→ EXERCISE AIM
Exactly as they appear, output all of the entries.

→ DATASET RECORDS

━━━

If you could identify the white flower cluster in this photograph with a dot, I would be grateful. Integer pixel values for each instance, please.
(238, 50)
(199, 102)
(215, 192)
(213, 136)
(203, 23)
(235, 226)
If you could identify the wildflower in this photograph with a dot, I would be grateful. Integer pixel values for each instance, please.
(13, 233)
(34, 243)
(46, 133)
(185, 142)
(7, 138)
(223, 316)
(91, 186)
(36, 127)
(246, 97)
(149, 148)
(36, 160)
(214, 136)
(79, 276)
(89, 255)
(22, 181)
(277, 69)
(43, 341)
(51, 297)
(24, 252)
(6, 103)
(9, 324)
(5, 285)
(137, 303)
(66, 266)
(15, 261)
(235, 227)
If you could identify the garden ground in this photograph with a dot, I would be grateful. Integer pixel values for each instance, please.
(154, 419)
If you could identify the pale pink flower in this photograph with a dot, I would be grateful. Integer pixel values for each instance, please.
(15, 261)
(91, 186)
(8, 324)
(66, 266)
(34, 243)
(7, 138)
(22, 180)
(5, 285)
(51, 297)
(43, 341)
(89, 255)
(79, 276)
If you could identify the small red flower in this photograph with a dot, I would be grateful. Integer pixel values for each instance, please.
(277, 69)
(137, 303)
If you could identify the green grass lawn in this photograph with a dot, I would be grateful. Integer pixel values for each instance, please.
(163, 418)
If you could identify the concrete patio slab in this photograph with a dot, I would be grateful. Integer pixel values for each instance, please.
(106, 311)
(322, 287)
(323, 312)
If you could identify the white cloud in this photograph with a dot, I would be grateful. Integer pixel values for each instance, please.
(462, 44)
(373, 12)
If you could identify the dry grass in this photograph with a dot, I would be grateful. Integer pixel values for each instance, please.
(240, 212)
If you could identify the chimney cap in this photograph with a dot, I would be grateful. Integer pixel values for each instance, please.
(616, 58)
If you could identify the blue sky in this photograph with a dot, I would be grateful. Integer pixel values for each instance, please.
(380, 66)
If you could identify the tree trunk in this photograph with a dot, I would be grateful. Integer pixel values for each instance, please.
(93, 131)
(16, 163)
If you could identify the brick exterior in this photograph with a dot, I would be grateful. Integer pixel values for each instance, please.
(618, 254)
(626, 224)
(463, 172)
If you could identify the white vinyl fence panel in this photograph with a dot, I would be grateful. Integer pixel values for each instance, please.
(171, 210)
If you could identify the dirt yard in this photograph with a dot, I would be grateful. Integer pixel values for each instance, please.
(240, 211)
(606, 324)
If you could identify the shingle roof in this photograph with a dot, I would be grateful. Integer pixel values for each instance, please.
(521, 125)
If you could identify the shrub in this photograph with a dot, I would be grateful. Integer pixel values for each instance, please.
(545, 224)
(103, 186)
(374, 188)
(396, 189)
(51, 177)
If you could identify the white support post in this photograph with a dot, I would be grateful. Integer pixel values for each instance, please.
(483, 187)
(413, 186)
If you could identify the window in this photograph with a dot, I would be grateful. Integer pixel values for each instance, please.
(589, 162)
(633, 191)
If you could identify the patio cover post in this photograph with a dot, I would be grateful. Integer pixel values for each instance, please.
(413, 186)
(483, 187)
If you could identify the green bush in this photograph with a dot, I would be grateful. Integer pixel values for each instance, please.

━━━

→ YOUR SOLUTION
If you could identify the white flower cluster in this photograph with a dot, I would be grateful. Integer pixel values for each instance, please.
(238, 50)
(199, 102)
(215, 192)
(213, 136)
(203, 23)
(235, 226)
If you could identify the wildflower in this photograph with a dot, I would be grateful. Integer pixel values for each instance, please.
(13, 233)
(34, 243)
(46, 133)
(185, 142)
(7, 138)
(223, 316)
(91, 186)
(36, 127)
(246, 97)
(149, 148)
(36, 160)
(214, 136)
(79, 276)
(89, 255)
(22, 181)
(277, 69)
(43, 341)
(51, 297)
(24, 252)
(6, 103)
(9, 324)
(5, 285)
(137, 303)
(66, 266)
(15, 261)
(235, 227)
If you could identify the garden ground in this photograph with a dot, I would be grateful. Integer pixel values for each instance, please.
(154, 419)
If you could identify the pale pink flower in this photograph with a dot, I would be grateful. Integer pixel values for each instance, please.
(15, 261)
(91, 186)
(8, 324)
(66, 266)
(34, 243)
(7, 138)
(22, 180)
(5, 285)
(51, 297)
(43, 341)
(89, 255)
(79, 276)
If you could identify the small red flower in this photograph with a dot, I would be grateful. Integer pixel values for each instance, please.
(277, 69)
(137, 303)
If you could identify the green grass lawn in this photograph with a dot, I would be grateful. Integer pixel values for each instance, please.
(163, 418)
If you could identify the concrete patio slab in this photograph with a dot, I would be grateful. Integer pixel values for each instance, please.
(106, 311)
(322, 287)
(323, 312)
If you could identify the white cloud in this photograph with a dot, I would be grateful. Integer pixel values for each instance, please.
(462, 44)
(373, 12)
If you could identify the dry grass in this photograph with a dot, I would be grateful. Integer pixel values for each instance, please.
(240, 212)
If you could identify the chimney cap in this photograph with a dot, I would be grateful. Integer pixel values for each instance, please.
(616, 58)
If you could identify the blue sky in this photograph with a dot, I would be grateful. Integer pixel values for each instance, please.
(380, 66)
If you could identify the tree trunk in this photograph with a dot, I would be grateful. Integer pixel values for each instance, please.
(93, 131)
(16, 163)
If you could identify the brick exterior in this photograph with a dot, I would be grateful. Integer pixel values for each instance, please.
(618, 254)
(626, 224)
(463, 172)
If you could identify the white vinyl fence panel in this photograph with a dot, I would be grateful. Integer pixel values for each instance, please.
(171, 210)
If you could identify the dirt yard in this photograph with a dot, I would be grateful. Integer pixel values for each instance, please.
(240, 211)
(606, 324)
If you could identify the shingle roof in this photograph with a dot, I would be grateful. Integer pixel values for each instance, please.
(521, 125)
If you could identify the shrub in this photograph with a dot, I would be grateful. Integer pixel values for each instance, please.
(545, 224)
(103, 186)
(374, 188)
(396, 189)
(51, 177)
If you could identify the white support post in this photograph with a dot, I would be grateful. Integer pixel values for each instance, please.
(483, 187)
(413, 186)
If you could identify the window in this photograph with a dot, I would be grateful. Integer pixel values for each instance, please.
(589, 162)
(633, 191)
If you could identify the patio cover post in this photograph with a dot, I would be grateful. Integer pixel values for each instance, please.
(413, 186)
(483, 187)
If you could identify the green bush in this photograph with a dot, I would be grateful. Integer pixel values for each instance, please.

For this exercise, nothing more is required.